TASK STATEMENT: Gather every line of the material below that contains the word "after" and copy each such line in full. Case counts, so only lines with that exact capitalization qualify.

EXERCISE DATA:
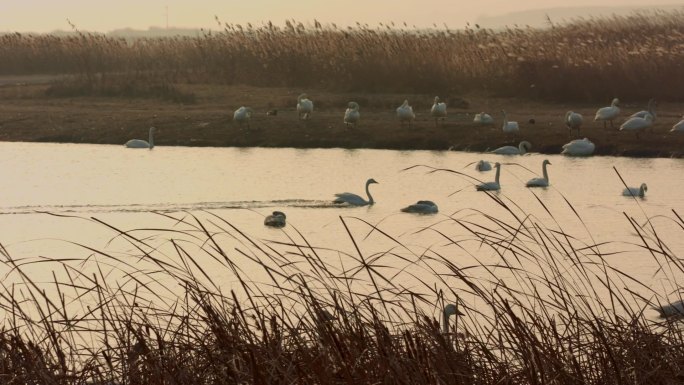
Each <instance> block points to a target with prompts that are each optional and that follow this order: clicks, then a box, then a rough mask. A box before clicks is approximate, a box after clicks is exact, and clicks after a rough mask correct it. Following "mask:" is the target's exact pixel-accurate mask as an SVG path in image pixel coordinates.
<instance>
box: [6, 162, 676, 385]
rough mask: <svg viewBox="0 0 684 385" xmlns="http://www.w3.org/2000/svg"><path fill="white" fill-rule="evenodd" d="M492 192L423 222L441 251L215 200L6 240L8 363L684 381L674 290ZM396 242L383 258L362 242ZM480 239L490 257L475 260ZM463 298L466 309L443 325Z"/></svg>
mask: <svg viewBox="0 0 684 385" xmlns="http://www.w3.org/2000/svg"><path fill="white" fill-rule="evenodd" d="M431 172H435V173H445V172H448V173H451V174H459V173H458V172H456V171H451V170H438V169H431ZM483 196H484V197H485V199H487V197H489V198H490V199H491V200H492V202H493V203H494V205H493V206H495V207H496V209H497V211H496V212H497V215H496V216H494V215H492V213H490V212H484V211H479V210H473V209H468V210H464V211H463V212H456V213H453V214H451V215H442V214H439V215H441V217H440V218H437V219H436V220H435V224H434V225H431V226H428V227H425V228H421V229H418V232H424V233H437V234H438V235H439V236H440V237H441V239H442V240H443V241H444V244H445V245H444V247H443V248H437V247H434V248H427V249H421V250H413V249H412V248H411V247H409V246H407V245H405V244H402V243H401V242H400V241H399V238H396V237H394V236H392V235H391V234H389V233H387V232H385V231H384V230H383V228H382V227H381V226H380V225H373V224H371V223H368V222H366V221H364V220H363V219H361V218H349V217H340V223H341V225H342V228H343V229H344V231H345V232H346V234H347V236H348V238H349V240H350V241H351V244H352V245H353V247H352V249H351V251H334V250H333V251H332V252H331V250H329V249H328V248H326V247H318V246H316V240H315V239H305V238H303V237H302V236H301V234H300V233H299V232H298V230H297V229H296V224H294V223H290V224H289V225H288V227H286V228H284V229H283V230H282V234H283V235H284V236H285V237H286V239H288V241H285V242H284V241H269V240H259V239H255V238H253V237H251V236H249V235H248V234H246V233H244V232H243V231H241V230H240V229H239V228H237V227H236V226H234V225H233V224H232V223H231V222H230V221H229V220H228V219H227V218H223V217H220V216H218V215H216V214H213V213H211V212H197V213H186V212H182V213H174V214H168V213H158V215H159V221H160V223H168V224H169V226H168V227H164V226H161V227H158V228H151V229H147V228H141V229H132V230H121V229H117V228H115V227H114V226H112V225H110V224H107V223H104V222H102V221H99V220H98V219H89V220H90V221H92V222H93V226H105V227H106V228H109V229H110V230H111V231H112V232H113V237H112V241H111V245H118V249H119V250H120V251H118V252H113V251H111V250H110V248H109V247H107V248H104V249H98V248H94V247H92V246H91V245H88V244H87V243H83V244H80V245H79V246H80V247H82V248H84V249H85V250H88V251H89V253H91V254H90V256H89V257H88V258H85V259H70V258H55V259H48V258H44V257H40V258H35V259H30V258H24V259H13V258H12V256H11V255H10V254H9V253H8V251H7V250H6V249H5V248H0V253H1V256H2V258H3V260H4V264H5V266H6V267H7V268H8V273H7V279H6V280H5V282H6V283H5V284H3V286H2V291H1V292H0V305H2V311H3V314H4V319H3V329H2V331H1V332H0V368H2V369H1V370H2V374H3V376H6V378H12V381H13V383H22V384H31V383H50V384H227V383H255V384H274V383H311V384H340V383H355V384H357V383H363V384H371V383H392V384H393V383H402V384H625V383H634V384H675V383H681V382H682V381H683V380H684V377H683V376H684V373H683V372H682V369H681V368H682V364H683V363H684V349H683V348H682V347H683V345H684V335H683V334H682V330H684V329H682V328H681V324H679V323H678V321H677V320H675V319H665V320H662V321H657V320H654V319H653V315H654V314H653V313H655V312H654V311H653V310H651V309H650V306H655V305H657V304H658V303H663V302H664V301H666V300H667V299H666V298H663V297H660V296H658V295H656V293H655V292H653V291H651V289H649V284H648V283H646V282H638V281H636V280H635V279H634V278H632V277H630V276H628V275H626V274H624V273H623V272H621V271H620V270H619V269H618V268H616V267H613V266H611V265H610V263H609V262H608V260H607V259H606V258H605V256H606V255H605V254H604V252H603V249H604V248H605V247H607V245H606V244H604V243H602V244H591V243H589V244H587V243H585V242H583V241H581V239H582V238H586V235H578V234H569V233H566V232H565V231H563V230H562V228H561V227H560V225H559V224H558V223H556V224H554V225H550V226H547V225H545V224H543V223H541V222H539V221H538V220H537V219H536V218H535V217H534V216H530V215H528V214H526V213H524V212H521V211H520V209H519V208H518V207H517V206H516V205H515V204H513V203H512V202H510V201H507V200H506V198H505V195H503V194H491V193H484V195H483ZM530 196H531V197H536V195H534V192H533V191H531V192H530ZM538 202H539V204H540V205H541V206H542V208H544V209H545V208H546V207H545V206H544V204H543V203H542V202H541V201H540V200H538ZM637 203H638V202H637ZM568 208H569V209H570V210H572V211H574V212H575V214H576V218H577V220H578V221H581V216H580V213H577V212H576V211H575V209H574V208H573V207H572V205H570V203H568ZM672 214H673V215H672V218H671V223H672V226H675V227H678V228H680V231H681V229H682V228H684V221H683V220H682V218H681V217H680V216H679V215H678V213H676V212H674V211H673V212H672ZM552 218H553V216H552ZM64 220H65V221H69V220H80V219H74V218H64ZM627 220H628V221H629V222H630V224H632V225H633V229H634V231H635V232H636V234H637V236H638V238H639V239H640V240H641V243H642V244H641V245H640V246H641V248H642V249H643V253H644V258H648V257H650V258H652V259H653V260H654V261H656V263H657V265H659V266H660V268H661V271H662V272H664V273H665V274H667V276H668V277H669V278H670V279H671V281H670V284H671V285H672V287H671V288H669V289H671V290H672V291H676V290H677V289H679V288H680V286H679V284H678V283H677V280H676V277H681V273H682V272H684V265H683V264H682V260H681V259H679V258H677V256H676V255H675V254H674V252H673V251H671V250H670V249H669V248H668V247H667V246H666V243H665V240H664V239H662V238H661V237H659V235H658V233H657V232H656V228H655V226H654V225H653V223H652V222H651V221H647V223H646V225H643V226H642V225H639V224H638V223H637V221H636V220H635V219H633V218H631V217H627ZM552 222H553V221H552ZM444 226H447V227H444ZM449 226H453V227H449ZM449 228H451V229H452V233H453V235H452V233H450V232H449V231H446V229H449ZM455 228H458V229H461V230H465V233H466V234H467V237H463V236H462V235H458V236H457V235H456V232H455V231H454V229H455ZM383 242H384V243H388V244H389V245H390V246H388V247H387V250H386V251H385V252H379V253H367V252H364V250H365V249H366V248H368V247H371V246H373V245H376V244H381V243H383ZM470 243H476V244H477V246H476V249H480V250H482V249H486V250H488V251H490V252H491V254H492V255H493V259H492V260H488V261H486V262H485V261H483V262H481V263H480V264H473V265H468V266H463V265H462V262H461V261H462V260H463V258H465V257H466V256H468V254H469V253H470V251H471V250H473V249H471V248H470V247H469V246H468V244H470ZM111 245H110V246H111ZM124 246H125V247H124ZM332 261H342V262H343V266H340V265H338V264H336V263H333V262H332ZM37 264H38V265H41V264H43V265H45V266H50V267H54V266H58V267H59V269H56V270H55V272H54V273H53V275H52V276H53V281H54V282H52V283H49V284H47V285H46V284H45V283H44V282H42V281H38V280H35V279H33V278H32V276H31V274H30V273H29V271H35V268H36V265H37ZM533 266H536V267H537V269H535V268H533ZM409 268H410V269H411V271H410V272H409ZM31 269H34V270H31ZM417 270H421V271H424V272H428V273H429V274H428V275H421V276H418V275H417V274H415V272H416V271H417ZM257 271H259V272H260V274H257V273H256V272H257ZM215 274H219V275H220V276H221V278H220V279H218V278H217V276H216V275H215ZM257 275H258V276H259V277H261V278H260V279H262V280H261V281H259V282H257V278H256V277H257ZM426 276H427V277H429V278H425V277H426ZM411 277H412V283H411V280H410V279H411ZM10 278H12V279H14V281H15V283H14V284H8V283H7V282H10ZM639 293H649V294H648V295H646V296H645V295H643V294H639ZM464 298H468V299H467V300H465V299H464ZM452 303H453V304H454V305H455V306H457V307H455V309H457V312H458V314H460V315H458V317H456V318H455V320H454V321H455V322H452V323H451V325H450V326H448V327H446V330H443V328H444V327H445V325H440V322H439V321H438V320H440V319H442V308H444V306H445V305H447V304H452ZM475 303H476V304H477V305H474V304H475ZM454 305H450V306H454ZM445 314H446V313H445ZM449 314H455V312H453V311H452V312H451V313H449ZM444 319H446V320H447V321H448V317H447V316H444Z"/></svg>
* * *
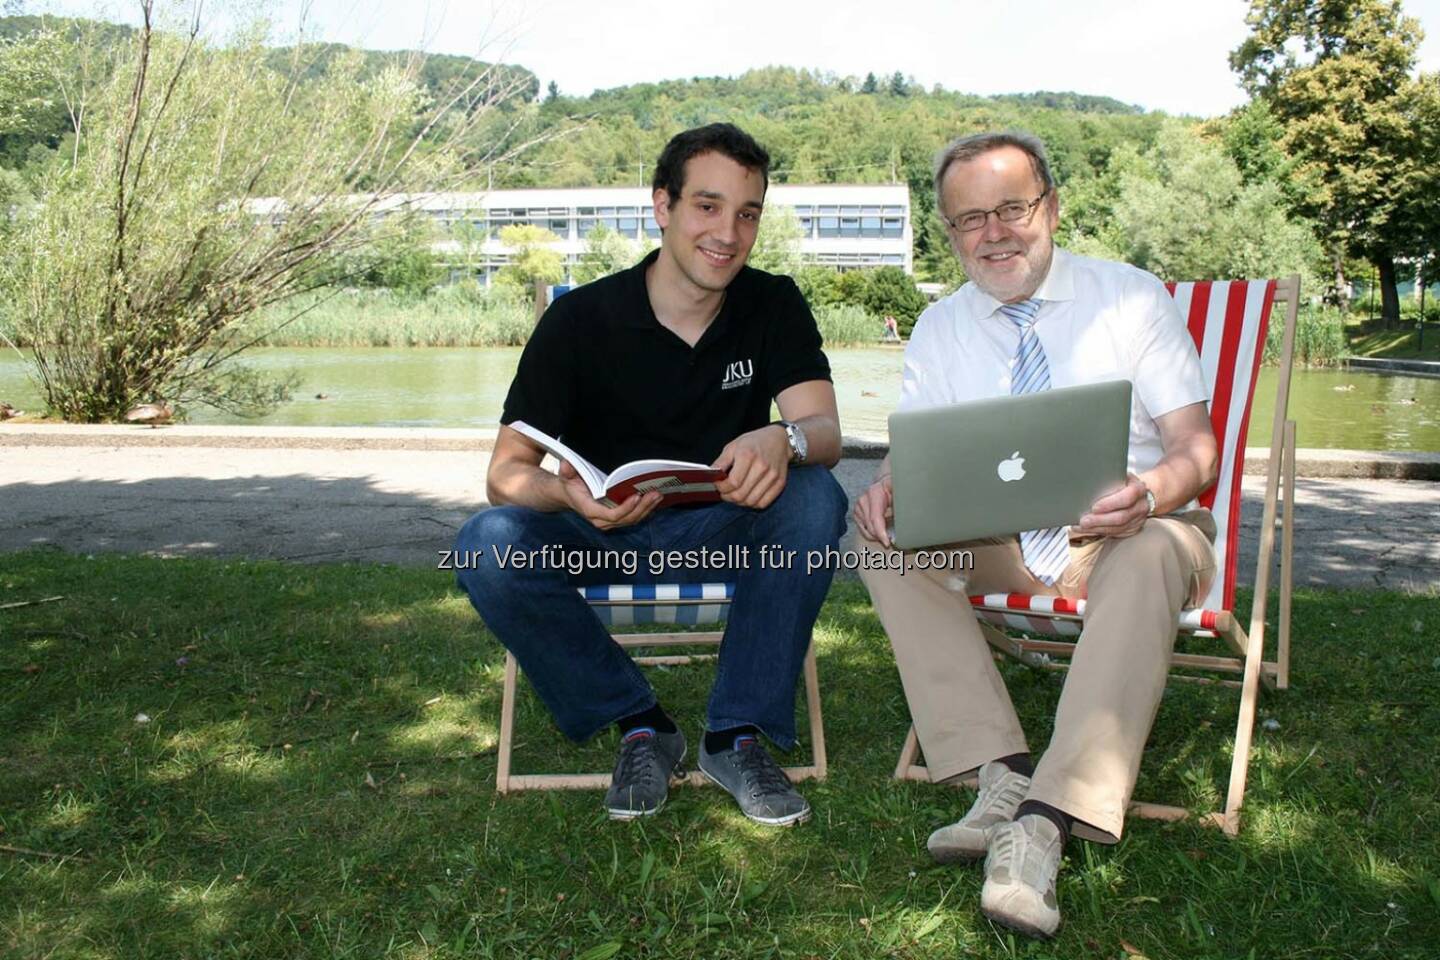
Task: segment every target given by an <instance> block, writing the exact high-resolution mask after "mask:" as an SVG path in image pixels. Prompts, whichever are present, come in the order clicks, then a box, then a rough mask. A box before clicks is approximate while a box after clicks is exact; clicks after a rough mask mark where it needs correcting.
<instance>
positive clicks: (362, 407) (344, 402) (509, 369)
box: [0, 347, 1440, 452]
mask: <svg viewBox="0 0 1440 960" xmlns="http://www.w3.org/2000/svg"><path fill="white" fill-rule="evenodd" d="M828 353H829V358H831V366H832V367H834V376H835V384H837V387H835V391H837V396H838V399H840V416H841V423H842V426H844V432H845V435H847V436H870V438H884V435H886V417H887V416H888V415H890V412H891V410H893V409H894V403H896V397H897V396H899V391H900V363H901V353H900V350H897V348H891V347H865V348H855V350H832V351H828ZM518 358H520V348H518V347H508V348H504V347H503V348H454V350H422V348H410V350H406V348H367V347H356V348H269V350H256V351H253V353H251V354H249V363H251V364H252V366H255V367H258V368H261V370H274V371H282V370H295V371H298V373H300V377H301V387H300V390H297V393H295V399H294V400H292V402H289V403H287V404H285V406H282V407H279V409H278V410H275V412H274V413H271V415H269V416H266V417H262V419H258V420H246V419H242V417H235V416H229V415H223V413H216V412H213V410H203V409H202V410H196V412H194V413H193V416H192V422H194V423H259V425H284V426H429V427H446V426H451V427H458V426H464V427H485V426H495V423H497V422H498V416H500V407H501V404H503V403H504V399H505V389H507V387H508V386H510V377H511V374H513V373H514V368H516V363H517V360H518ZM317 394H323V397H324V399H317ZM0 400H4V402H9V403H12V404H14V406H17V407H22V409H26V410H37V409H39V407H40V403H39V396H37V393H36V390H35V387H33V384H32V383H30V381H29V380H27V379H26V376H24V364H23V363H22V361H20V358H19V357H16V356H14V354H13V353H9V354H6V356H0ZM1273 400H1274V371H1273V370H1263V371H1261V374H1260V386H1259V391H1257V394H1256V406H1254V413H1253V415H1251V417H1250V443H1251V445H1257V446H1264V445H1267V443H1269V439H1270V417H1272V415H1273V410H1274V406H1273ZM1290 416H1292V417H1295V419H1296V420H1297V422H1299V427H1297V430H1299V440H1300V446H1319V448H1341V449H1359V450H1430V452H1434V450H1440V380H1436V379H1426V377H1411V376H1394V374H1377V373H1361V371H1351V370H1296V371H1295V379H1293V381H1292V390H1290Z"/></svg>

YOUR RESPONSE:
Each <instance> block points to a target with prompts that are each optional and that follow this order: clicks, then a box, then a rough mask. A box before clicks is approximate, a box after clicks is exact, and clicks after a rough mask correct it. Following "mask:" is the target's exact pixel-accurate mask as an SVG path in image pixel coordinates.
Task: segment every target given by an <instance> block, writing the exact high-resolution mask after "mask:" as an SVG path in image pixels. Prompts, whichever are present, come in the order clicks, then a box, then a rough mask. A box before clicks is approximate while a box after clicks is exact; clicks after a rough mask mark where it needs correcting.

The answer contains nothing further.